§ **QUOTED PASSAGE**
Question

Question #75405

a child of mass 50kg is standing on the edge of a merry go round of mass 250kg and radius 3m which is rotating with an angular velocity of 3 rad/s. the child then starts walking towards the centre of the merry go round. what will be the final angular velocity of the merry go round when the child reaches the centre?

Expert's answer

Answer on Question 75405, Physics, Mechanics, Relativity

Question:

A child of mass $50\,kg$ is standing on the edge of a merry-go-round of mass $250\,kg$ and radius $3.0\,m$ which is rotating with an angular velocity of $3.0\,rad/s$ . The child then starts walking towards the centre of the merry-go-round. What will be the final angular velocity of the merry-go-round when the child reaches the centre?

§ **WORK TO BE COMPLETED**
In the merry-go-round question, what is the mass and radius of the merry-go-round?

§ **EXTRACTED INFORMATION**

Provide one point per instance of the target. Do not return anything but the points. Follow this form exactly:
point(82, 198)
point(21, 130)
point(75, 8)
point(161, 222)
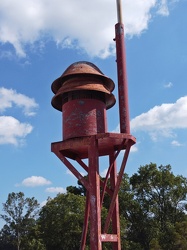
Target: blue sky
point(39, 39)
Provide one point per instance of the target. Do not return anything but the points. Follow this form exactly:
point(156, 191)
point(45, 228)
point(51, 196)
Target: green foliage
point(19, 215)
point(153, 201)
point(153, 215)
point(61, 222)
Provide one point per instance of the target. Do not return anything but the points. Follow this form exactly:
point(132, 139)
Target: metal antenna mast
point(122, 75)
---
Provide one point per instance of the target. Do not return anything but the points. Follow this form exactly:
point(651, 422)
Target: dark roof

§ **OUTPUT BELOW**
250 kg, with a radius of 3 m.